- Exercise aim -
Find every line in the material below that contains the string "plant", and copy each of those lines.

- Data provided -
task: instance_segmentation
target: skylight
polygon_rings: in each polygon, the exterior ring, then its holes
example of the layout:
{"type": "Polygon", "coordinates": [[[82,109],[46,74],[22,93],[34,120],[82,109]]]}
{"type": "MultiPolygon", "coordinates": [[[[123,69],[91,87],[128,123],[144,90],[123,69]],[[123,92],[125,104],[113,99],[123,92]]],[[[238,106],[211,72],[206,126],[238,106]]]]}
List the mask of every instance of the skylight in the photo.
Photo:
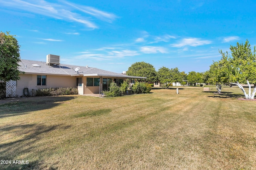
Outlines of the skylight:
{"type": "Polygon", "coordinates": [[[34,67],[41,67],[41,66],[40,66],[40,65],[39,65],[38,64],[32,64],[32,65],[33,66],[34,66],[34,67]]]}

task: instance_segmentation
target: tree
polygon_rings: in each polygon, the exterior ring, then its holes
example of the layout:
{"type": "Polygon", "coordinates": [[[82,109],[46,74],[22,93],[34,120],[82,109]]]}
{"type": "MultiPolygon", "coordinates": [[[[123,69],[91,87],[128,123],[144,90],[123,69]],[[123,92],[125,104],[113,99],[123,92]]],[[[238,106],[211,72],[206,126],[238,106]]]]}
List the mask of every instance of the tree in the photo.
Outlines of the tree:
{"type": "Polygon", "coordinates": [[[223,55],[221,50],[220,53],[222,54],[221,59],[218,61],[213,62],[210,66],[208,71],[208,78],[207,82],[216,85],[218,92],[220,93],[222,85],[230,82],[230,65],[227,56],[223,55]]]}
{"type": "Polygon", "coordinates": [[[0,80],[20,79],[20,45],[14,35],[0,32],[0,80]]]}
{"type": "Polygon", "coordinates": [[[187,78],[188,81],[191,84],[194,84],[194,86],[196,86],[196,83],[202,82],[202,80],[201,73],[194,71],[188,72],[187,78]]]}
{"type": "Polygon", "coordinates": [[[231,84],[237,85],[243,91],[246,99],[253,99],[256,92],[256,86],[252,93],[251,92],[251,84],[256,83],[256,50],[254,47],[252,52],[250,45],[246,40],[244,44],[237,43],[236,46],[230,45],[230,48],[232,56],[230,56],[226,52],[220,53],[222,57],[228,58],[226,62],[229,64],[230,72],[230,80],[231,84]],[[240,83],[246,83],[249,87],[247,94],[244,88],[240,83]]]}
{"type": "Polygon", "coordinates": [[[146,77],[146,81],[154,82],[156,80],[156,71],[152,65],[144,61],[136,62],[129,67],[126,74],[128,76],[146,77]]]}
{"type": "Polygon", "coordinates": [[[170,71],[172,82],[176,84],[182,81],[182,74],[180,72],[178,68],[171,68],[170,71]]]}
{"type": "Polygon", "coordinates": [[[158,69],[157,76],[161,83],[166,84],[168,88],[172,82],[170,70],[167,67],[162,66],[158,69]]]}
{"type": "Polygon", "coordinates": [[[157,75],[160,82],[166,84],[168,88],[172,83],[182,82],[184,75],[180,72],[177,67],[170,69],[163,66],[158,69],[157,75]]]}

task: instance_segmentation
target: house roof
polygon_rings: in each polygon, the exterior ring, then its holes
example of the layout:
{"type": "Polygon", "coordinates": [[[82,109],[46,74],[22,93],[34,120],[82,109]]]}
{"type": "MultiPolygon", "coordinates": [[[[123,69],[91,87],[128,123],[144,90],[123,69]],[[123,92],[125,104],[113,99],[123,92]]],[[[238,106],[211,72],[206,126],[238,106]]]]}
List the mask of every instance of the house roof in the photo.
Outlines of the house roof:
{"type": "Polygon", "coordinates": [[[46,62],[21,59],[19,63],[19,70],[25,74],[45,74],[62,76],[103,76],[108,77],[122,77],[132,78],[146,78],[144,77],[129,76],[120,73],[101,70],[94,67],[73,65],[60,64],[59,65],[46,64],[46,62]],[[78,72],[75,71],[77,67],[80,69],[78,72]]]}

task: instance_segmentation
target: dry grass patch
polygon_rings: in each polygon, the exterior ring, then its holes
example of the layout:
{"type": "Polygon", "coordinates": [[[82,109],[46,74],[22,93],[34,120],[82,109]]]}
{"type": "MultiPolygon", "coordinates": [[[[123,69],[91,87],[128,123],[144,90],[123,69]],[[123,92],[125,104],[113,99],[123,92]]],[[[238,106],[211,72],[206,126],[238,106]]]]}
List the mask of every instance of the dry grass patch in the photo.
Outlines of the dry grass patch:
{"type": "Polygon", "coordinates": [[[0,105],[0,159],[29,161],[0,168],[256,168],[256,102],[180,88],[0,105]]]}

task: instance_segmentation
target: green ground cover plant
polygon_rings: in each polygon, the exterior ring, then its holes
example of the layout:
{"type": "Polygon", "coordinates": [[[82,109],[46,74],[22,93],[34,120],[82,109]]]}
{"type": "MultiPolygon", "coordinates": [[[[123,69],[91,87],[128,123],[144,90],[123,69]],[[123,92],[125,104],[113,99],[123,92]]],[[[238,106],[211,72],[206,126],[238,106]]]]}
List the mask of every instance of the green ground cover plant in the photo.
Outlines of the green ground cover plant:
{"type": "Polygon", "coordinates": [[[0,104],[0,169],[256,169],[256,102],[208,86],[0,104]]]}

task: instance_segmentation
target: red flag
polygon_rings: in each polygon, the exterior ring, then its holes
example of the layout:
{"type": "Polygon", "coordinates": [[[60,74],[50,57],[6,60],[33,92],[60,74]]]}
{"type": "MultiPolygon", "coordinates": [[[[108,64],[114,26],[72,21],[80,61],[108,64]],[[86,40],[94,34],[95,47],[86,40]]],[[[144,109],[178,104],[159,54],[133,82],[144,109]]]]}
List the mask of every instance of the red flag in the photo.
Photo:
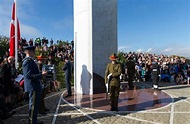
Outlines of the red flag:
{"type": "MultiPolygon", "coordinates": [[[[20,27],[19,27],[18,19],[17,19],[17,37],[18,37],[18,41],[19,41],[20,40],[20,27]]],[[[12,21],[11,21],[9,44],[10,44],[10,56],[15,56],[15,2],[13,4],[13,9],[12,9],[12,21]]]]}

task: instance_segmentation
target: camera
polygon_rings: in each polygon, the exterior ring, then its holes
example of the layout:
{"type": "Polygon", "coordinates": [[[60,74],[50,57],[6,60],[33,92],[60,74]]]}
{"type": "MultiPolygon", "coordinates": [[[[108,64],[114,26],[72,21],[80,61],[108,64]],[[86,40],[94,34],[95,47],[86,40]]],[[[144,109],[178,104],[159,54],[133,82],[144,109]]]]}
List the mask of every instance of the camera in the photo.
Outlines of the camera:
{"type": "Polygon", "coordinates": [[[47,71],[47,76],[46,80],[53,80],[53,75],[54,75],[54,65],[44,65],[42,67],[42,71],[47,71]]]}

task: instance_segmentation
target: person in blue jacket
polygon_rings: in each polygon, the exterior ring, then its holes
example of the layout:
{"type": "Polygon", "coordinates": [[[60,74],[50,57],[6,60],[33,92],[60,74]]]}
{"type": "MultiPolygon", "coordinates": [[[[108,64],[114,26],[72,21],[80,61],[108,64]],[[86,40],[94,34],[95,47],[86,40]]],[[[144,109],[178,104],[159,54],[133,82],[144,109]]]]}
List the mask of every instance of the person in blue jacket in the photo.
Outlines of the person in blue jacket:
{"type": "Polygon", "coordinates": [[[41,80],[42,77],[47,74],[46,71],[40,73],[35,57],[35,47],[25,47],[26,57],[22,63],[23,75],[24,75],[24,90],[29,94],[29,124],[43,124],[43,122],[37,122],[38,109],[41,99],[41,80]]]}

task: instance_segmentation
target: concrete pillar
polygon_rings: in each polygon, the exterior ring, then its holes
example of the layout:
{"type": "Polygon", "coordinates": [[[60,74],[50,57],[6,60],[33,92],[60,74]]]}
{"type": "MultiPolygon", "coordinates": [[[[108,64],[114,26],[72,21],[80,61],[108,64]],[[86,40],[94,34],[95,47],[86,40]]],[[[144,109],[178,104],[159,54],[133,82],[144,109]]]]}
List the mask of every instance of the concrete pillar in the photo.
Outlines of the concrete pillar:
{"type": "Polygon", "coordinates": [[[93,94],[93,73],[104,77],[109,56],[117,52],[117,0],[74,0],[74,39],[75,91],[93,94]]]}

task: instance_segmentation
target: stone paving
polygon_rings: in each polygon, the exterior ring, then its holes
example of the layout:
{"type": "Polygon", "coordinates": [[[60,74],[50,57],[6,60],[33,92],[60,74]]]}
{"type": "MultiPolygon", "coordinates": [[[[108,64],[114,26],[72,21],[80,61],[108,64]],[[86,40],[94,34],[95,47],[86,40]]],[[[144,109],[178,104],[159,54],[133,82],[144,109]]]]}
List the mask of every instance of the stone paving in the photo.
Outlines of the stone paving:
{"type": "MultiPolygon", "coordinates": [[[[151,87],[150,82],[142,85],[151,87]]],[[[131,111],[111,112],[77,107],[68,103],[63,95],[65,90],[46,97],[50,112],[39,115],[44,124],[190,124],[190,86],[160,83],[162,92],[173,99],[164,107],[131,111]]],[[[27,124],[28,105],[16,109],[16,114],[4,120],[5,124],[27,124]]]]}

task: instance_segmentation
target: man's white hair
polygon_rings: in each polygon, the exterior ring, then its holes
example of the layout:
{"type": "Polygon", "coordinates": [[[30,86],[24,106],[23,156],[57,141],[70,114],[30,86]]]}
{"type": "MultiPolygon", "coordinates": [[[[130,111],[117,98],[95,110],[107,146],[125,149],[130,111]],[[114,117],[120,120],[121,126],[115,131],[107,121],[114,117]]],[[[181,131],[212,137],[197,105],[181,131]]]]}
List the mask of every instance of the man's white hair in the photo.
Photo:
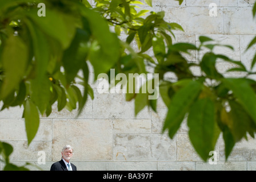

- Task response -
target: green ground cover plant
List the mask of every instance of the green ground cover plant in the photo.
Outlines of the green ground cover plant:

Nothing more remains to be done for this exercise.